Blocco di testo:
####################
23 dic 2010

La promessa - Friedrich Dürrenmatt.


dal paradiso

La letteratura contro se stessa. 

'La promessa – Un requiem per il romanzo giallo' 

di Friedrich Dürrenmatt.


Copertina
Il romanzo La promessa – Requiem per un romanzo giallo, del 1958, contiene un assunto chiaro e programmatico: la vita è una cosa, il romanzo giallo un’altra.
L’intreccio: è questo l’inganno che il dottor H., ex comandante della polizia cantonale di Zurigo, non sopporta nei romanzi gialli. Per dare una dimostrazione della sua tesi, secondo la quale nelle trame romanzesche “tutto accade come in un partita a scacchi, qui il delinquente, là la vittima, qui il complice, e laggiù il profittatore” e che in questo modo lo scrittore di gialli non possa che fornire una rappresentazione menzognera della realtà, bene, per offrire un esempio definitivo di quanto poco verosimile sia l’approccio del giallista, l’ex poliziotto racconta da par suo al dimesso scrittore che lo incontra casualmente in un albergo una storia in sé non eccezionale ma ricca di una superba ambientazione, di clima, di personaggi caratterizzati e pieni come ogni buon romanzo classicamente inteso pretende. Questo il paradosso de La promessa lavoro dalle tinte cupe, ossessive, con il quale Friedrich Dürrenmatt ritenne di sottarre una volta per tutte al genere le sue pretese “realistiche” senza immaginare che, piuttosto che suonare campane a morto, il libro finisse per occupare un posto – seppur nobile - fra gli altri nella storia della letteratura gialla.
####################
Voci del dataset:

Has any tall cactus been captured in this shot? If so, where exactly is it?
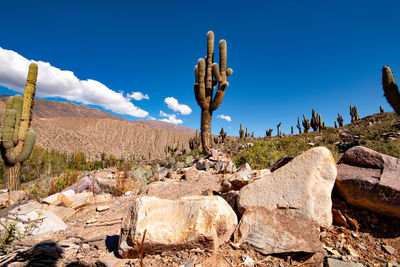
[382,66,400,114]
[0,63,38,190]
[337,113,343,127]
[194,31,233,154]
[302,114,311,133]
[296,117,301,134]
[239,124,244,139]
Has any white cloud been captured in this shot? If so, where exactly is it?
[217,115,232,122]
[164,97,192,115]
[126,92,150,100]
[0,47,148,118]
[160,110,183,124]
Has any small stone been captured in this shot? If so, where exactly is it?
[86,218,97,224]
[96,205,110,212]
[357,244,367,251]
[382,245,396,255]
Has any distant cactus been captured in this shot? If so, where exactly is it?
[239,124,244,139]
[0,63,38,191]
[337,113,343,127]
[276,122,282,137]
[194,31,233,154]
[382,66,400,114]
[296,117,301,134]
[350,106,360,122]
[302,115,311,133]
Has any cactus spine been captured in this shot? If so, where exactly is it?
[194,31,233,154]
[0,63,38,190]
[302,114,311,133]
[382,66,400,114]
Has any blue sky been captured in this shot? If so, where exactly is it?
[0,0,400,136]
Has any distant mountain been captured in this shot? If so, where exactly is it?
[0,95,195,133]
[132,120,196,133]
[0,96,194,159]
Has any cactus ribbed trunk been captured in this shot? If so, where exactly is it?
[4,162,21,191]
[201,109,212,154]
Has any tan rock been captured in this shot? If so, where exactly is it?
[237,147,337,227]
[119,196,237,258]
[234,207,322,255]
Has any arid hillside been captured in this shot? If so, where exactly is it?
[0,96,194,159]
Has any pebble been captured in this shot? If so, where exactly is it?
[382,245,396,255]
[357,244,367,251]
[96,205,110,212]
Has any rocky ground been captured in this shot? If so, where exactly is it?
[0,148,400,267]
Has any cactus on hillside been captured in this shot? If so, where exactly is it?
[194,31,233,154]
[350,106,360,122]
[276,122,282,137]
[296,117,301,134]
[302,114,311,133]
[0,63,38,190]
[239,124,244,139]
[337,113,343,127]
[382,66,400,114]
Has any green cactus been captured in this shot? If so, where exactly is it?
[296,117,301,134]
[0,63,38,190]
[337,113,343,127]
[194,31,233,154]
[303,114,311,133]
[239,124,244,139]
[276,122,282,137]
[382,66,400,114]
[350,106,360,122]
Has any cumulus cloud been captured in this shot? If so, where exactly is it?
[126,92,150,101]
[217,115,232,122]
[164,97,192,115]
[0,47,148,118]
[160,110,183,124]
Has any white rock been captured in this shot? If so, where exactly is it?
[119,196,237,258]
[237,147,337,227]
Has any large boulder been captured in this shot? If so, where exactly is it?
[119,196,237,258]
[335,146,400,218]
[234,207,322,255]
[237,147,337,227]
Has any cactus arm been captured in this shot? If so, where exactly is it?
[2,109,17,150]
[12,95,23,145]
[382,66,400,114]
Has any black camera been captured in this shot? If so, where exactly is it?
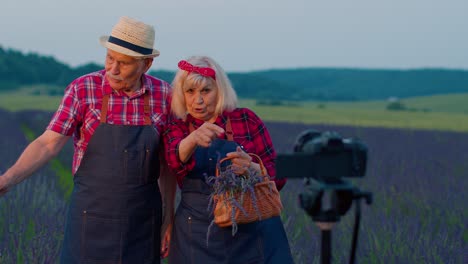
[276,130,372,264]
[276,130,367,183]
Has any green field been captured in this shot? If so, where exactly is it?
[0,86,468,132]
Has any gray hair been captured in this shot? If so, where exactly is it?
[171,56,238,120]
####################
Prove proposte:
a) Secondo la recensione su La promessa, quale incarico ricopriva in passato il dottor H.?
b) Dalla recensione su La promessa estragga il passo che comincia con le parole contenenti "23 dic 2010" e si chiude con "di Friedrich Dürrenmatt.".
c) Indichi se le seguenti affermazioni concordano con la recensione su La promessa: (i) il dottor H. incontra lo scrittore per caso in un albergo; (ii) la storia narrata dall'ex poliziotto è definita eccezionale in sé; (iii) Dürrenmatt prevedeva che il libro avrebbe occupato un posto nella storia della letteratura gialla.

Soluzioni complete:
a) Era l'ex comandante della polizia cantonale di Zurigo.

b)
23 dic 2010

La promessa - Friedrich Dürrenmatt.


dal paradiso

La letteratura contro se stessa. 

'La promessa – Un requiem per il romanzo giallo' 

di Friedrich Dürrenmatt.

c)
(i) Sì: "che lo incontra casualmente in un albergo".
(ii) No: "una storia in sé non eccezionale".
(iii) No: "senza immaginare che, piuttosto che suonare campane a morto, il libro finisse per occupare un posto".